[Tasks]
#1 According to the Brown property passage, what price did the second contract, dated February 15, 2006, set for the sale of the property?
#2 Echo the Brown property passage word for word, from "Lopez explained to" up to and including "executed this contract.".
#3 Carry on the Brown property passage from where it stops.

Thereafter, Joahan Pineda, a salesperson for West Hoboken Realty, read a public notice indicating that Brown's property was to be sold at a sheriff's sale. Lopez and Pineda were interested in investing in the property. Lopez was a licensed real estate broker and sales agent.
In early January 2006, Lopez visited Brown at her home several times. She rejected his offer to buy the property. Brown testified that Lopez pressed her to do business with him, emphasizing the risk that she would lose the home to foreclosure if she did not take action. According to Brown, Lopez suggested that they own the property as partners. Lopez told Brown he wanted to help her save her home.
Lopez thereafter prepared contracts, which reflected various proposals. In the first contract, dated January 20, 2006, Lopez and Pineda each acquired a fifty-percent ownership interest in the property, in exchange for payment of $270,000. Lopez also prepared a handwritten addendum, which stated that Lopez and Pineda would acquire title to the property, and immediately give Brown a fifty-percent interest in the property. Brown did not sign the contract.
Lopez explained to Brown that the home needed repairs. He said he would first have the repairs done to the attic and second floor, and Brown would move to the first floor apartment to accommodate the repair work. Lopez also promised to teach Brown the real estate business. Brown moved to the first floor of the home. Brown testified that she trusted and believed Lopez would help her save her home and teach her the real estate business.
On February 15, 2006, Lopez prepared a second contract, which stated that Brown would sell the property to Lopez and Pineda for $225,000. The contract did not, however, state that Brown would share ownership of the property with Lopez and Pineda. Brown, Lopez, and Pineda executed this contract.
Around this time, Brown realized she needed an attorney and she met with Varon at his office. Lopez learned that Brown had met with Varon, and he subsequently suggested they all meet. Lopez drove Brown to Varon's office. He also paid Varon's retainer. Varon prepared an addendum to the second contract, which was intended to clarify the parties' understandings.

[Data listing]
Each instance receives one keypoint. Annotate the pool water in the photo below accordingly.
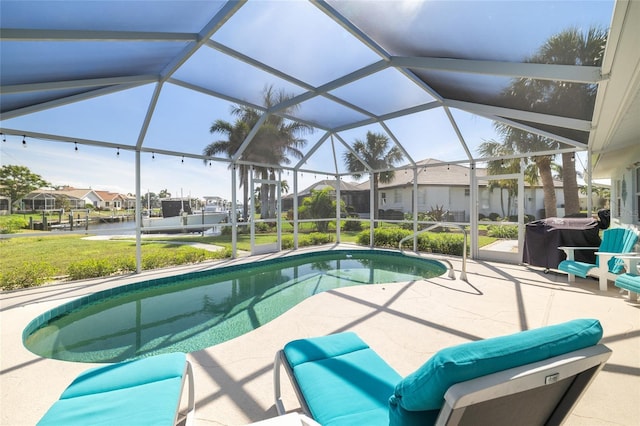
(198, 310)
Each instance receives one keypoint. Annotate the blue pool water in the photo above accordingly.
(194, 311)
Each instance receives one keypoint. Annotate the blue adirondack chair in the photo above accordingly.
(607, 266)
(630, 281)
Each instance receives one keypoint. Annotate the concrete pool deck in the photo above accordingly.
(404, 322)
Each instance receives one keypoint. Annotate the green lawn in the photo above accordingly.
(34, 260)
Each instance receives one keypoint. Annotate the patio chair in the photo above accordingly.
(608, 265)
(630, 281)
(531, 377)
(145, 391)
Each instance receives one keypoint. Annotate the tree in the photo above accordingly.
(569, 47)
(18, 181)
(275, 143)
(378, 154)
(516, 140)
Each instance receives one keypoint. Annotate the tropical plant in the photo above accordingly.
(569, 47)
(275, 142)
(502, 165)
(375, 156)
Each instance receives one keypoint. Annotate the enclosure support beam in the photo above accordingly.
(138, 216)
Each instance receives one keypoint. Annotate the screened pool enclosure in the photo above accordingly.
(287, 89)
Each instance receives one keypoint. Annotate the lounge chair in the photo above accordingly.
(608, 265)
(145, 391)
(531, 377)
(630, 281)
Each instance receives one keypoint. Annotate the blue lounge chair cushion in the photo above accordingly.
(343, 380)
(424, 389)
(126, 375)
(579, 269)
(145, 391)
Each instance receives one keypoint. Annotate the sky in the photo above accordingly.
(182, 117)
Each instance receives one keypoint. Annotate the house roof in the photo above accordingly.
(327, 183)
(348, 64)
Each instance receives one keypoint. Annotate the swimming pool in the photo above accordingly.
(193, 311)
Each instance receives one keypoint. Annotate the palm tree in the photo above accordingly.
(276, 142)
(235, 135)
(378, 154)
(569, 47)
(516, 140)
(495, 149)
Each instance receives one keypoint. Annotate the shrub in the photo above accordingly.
(12, 224)
(90, 268)
(444, 243)
(28, 274)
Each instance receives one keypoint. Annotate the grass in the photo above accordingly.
(34, 260)
(29, 261)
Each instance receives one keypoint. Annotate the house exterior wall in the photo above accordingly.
(456, 199)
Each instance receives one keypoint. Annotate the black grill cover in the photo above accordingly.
(543, 237)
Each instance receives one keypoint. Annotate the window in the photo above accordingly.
(422, 197)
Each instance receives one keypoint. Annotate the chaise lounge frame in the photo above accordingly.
(544, 391)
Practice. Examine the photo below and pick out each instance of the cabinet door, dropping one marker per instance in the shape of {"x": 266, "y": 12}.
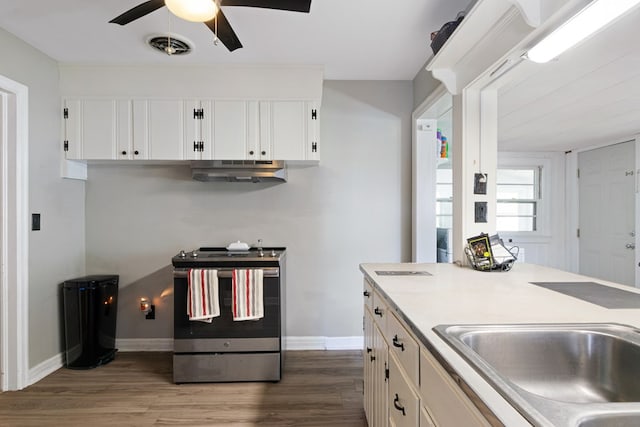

[Answer set]
#1 $225,000

#2
Lopez explained to Brown that the home needed repairs. He said he would first have the repairs done to the attic and second floor, and Brown would move to the first floor apartment to accommodate the repair work. Lopez also promised to teach Brown the real estate business. Brown moved to the first floor of the home. Brown testified that she trusted and believed Lopez would help her save her home and teach her the real estate business.
On February 15, 2006, Lopez prepared a second contract, which stated that Brown would sell the property to Lopez and Pineda for $225,000. The contract did not, however, state that Brown would share ownership of the property with Lopez and Pineda. Brown, Lopez, and Pineda executed this contract.

#3
The addendum superseded any contrary terms in the February 15, 2006 agreement, and stated that Lopez, Pineda, and Brown's daughter were the purchasers of the property. The addendum provided that Lopez and Pineda would possess a fifty-percent ownership interest in the property, and Brown's daughter would possess the remaining fifty percent.
The addendum also stated that upon execution of the addendum, Lopez, Pineda, and Brown's daughter would make a secondary mortgage loan to Brown in the amount of $74,000, which was necessary to reinstate the first mortgage and make repairs to the property. In addition, the addendum stated that Lopez and Pineda would loan Brown's daughter $10,000.
The addendum further provided that Brown could remain as a tenant of the first floor of the property for one year, at a specified monthly rent, which would be deducted at closing. In addition, beginning in April 2006, Lopez, Pineda, and Brown's daughter would lease the second and third floors of the house, and they would have the right to rent those units to others and collect rent. The parties executed the February 15, 2006 contract and the addendum.
Thereafter, Lopez contacted Carracio and Velasco, two of his long-time acquaintances and business associates. He wanted to resolve the foreclosure action, pay Countrywide the amount owed, and commence repairs and renovations on the house. Lopez testified that the property required extensive repairs and Brown lacked the funds required to pay Countrywide and to pay for the repairs.
Although they had no experience in construction, Lopez and Pineda took charge of the repairs. Lopez did not tell Brown he lacked experience in contracting, and he did not inform her that he did not obtain estimates from qualified individuals for the construction. Lopez acknowledged that he never obtained the permits required to convert the two-family home into a four-family home.
On February 27, 2006, Carracio wired $42,467.81 to Varon, who transferred the money to Countrywide, to pay Brown's outstanding mortgage payments. On February 28, 2006, Brown executed a note and mortgage in favor of Carracio for $74,000. The balance of the funds, $31,532.19, was used for repairs to the property.
At trial, Lopez could not account for all of the money allegedly spent on the improvements. He could not provide contracts, canceled checks, or estimates from contractors, or locate any records pertaining to the construction. Lopez testified that he used the monies obtained from Carracio and Velasco to reinstate the mortgage and make extensive repairs. However, Lopez only produced ledger sheets as evidence of these expenditures.
In 2006, Lopez began to collect rents for all four apartments. He rented the attic apartment to Brown's daughter for $900. He also collected $600 per month from Brown, and rent from tenants in the basement and second-floor apartments. In addition, Lopez took Brown to a bank to open a joint checking account.
According to Lopez, rent from the four apartments would be deposited in the account, and the monies on deposit would be used to pay bills. On cross-examination, Lopez was shown the bank statements. He conceded that he never deposited the rents he received into the account, and he did not use the monies in the account to pay bills.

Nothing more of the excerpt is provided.